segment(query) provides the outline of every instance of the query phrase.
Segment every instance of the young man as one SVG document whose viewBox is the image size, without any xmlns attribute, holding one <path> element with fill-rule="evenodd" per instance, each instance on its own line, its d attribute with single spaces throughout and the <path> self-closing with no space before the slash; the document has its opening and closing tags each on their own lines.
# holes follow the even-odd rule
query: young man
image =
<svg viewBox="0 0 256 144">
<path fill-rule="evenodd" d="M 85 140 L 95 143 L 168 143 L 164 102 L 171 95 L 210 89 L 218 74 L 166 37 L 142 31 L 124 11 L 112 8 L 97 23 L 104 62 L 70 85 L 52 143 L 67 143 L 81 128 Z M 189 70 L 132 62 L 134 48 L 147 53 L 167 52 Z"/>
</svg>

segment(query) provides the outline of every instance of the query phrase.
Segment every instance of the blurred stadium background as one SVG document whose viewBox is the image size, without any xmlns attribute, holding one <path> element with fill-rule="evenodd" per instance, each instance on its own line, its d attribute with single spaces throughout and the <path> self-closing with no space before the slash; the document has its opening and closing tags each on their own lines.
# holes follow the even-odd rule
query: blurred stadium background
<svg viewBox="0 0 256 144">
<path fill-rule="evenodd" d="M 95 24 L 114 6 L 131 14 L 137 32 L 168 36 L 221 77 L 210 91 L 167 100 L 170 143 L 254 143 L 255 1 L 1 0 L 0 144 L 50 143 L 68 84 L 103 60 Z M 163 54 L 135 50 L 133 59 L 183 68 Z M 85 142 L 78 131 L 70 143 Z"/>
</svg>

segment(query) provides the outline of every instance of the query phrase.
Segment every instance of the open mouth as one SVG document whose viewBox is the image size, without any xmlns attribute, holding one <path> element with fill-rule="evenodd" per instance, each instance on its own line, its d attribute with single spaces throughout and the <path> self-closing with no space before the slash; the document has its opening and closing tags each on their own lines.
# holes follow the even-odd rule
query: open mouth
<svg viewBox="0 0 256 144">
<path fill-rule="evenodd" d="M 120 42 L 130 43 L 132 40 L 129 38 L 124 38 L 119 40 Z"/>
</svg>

## [EXERCISE AIM]
Repeat every line of the data, exactly and in full.

## [THE ANSWER]
segment(query) provides the outline of every instance of the query phrase.
Segment every instance of the young man as one SVG document whose viewBox is the image size, without any xmlns attribute, holding one <path> element with fill-rule="evenodd" per instance, each instance on its own line, its d attribute with single spaces throughout and the <path> self-closing with no space before the slash; the document has its opening and closing tags each on their own lines.
# holes follow the even-odd rule
query: young man
image =
<svg viewBox="0 0 256 144">
<path fill-rule="evenodd" d="M 85 140 L 95 143 L 168 143 L 164 102 L 171 95 L 210 89 L 218 74 L 166 37 L 142 31 L 124 11 L 112 8 L 97 23 L 104 62 L 70 85 L 52 143 L 67 143 L 81 128 Z M 189 70 L 132 62 L 134 48 L 147 53 L 167 52 Z"/>
</svg>

segment(query) provides the outline of every instance of the query phrase.
Segment every instance of the blurred stadium background as one SVG document whose viewBox is the image size, without any xmlns attribute, holding one <path> element with fill-rule="evenodd" per instance, each instance on its own line, its d attribute with single spaces throughout and the <path> self-closing with no space before the slash; the document has its opening and closing tags each on their own lines.
# holes follow the even-odd rule
query: blurred stadium background
<svg viewBox="0 0 256 144">
<path fill-rule="evenodd" d="M 95 24 L 114 6 L 131 14 L 137 32 L 168 36 L 221 77 L 210 91 L 167 100 L 170 143 L 254 143 L 255 1 L 1 0 L 0 144 L 50 143 L 68 84 L 103 60 Z M 163 54 L 135 50 L 133 59 L 183 68 Z M 85 142 L 78 131 L 70 143 Z"/>
</svg>

segment(query) provides the outline of every instance of the query phrase.
Segment every instance of the open mouth as one SVG document whose viewBox is the image size, without any xmlns attribute, holding one <path> element with fill-rule="evenodd" per instance, each instance on its own line, its d attribute with single spaces throughout and the <path> self-closing with no space before the slash; the document has its opening and closing tags each on their own lines.
# holes follow the even-odd rule
query: open mouth
<svg viewBox="0 0 256 144">
<path fill-rule="evenodd" d="M 120 42 L 130 43 L 132 40 L 129 38 L 124 38 L 119 40 Z"/>
</svg>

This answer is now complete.